_Задания:_
#1 Определите, соответствуют ли тексту о пребывании Максима в Африке утверждения (а), (б) и (в). На каждое ответьте «да» или «нет» и подтвердите ответ точной цитатой из текста.
(а) Большую часть своих сохранившихся писем Максим написал из Африки.
(б) Марин, которому Максим адресовал письмо, был пресвитером Александрийской церкви.
(в) Пребывание Максима в Карфагене приходится на 641 год.
#2 Воспроизведите без изменений фрагмент текста о пребывании Максима в Африке, который открывается словами «Деятельность Максима за» и завершается словами «известном послании Гонория.».

_Текст упражнения:_
▼▼▼
Деятельность Максима за время пребывания в Африке не ограничивалась одними устными собеседованиями с африканскими епископами. Одновременно он вел полемику и письменно: из Африки Максим написал большую часть сохранившихся до нашего времени своих писем. Следя за развитием монофелитизма, насколько позволяли ему это обстоятельства его внешней жизни и пространственная отдаленность от центров монофелитского движения, в письмах, написанных за это время, Максим полемизирует, главным образом, против основного положения собственно монофелитизма, впервые сформулированного в известном послании Гонория.

Помимо прямого своего интереса – догматического (а с этой стороны они особенно ценны) – письма рассматриваемого периода, который можно назвать по месту нахождения Максима африканским, не безынтересны для нас еще в том отношении, что в них и только в них мы находим некоторые довольно ценные биографические данные относительно места деятельности Максима за время пребывания в Африке, относительно времени написания самых писем и т. п. Так, из одного письма к Марину, пресвитеру Кипрской церкви (t. II, col. 133 – 137), очевидно, что Максим вращался сначала в Бизаценской области (?? ?? ???????), а потом в проконсульской Африке, и именно в Карфагене77. В другом письме–к Иоанну кубикулярию (col. 460 – 509) – находим прямое указание на время и повод написания его78. При сопоставлении этих двух указаний мы приходим к следующему заключению: перед и во время написания упомянутого письма к Иоанну кубикулярию Максим проживал в Карфагене79. Следовательно, пребывание Максима в Карфагене падает на 641 год. А пребывание в Би–заценской области, на основании письма к Марину, должно быть отнесено к непосредственно предшествовавшему времени, т. е. или к началу 641, или к концу 640 года. А мы знаем, что как раз около этого последнего времени Максим и прибыл в Африку. Следовательно, по удалении из Александрии Максим явился, прежде всего, в Бизацинию, и именно, быть может, в Адрумет – приморский портовый город; затем переселился в Карфаген. Обращая внимание на то обстоятельство, что впоследствии епископы трех африканских провинций – Бизацинии, Нумидии и Мавритании – на соборах, составившихся в этих провинциях, решительно высказались против монофелитизма, можно допустить, что после пребывания в Карфагене, более или менее продолжительного, Максим путешествовал по Нумидии и Мавритании и отсюда снова вернулся в Карфаген.
▲▲▲
_Исходный материал:_
▼▼▼
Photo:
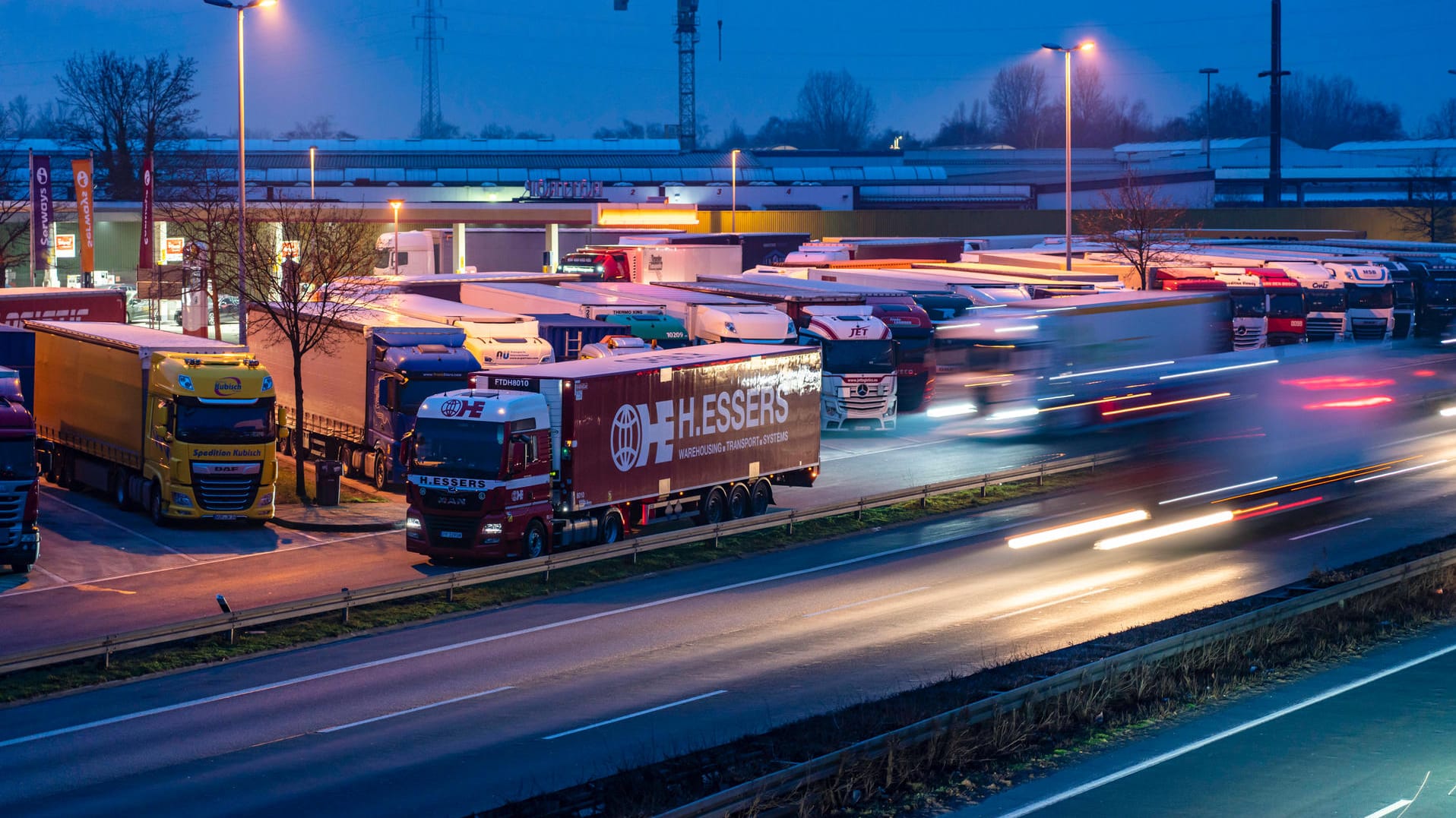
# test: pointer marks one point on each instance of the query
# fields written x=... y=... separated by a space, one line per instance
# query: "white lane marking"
▲▲▲
_Ответы:_
#1
(а) Да: «из Африки Максим написал большую часть сохранившихся до нашего времени своих писем».
(б) Нет: «из одного письма к Марину, пресвитеру Кипрской церкви».
(в) Да: «пребывание Максима в Карфагене падает на 641 год».

#2
Деятельность Максима за время пребывания в Африке не ограничивалась одними устными собеседованиями с африканскими епископами. Одновременно он вел полемику и письменно: из Африки Максим написал большую часть сохранившихся до нашего времени своих писем. Следя за развитием монофелитизма, насколько позволяли ему это обстоятельства его внешней жизни и пространственная отдаленность от центров монофелитского движения, в письмах, написанных за это время, Максим полемизирует, главным образом, против основного положения собственно монофелитизма, впервые сформулированного в известном послании Гонория.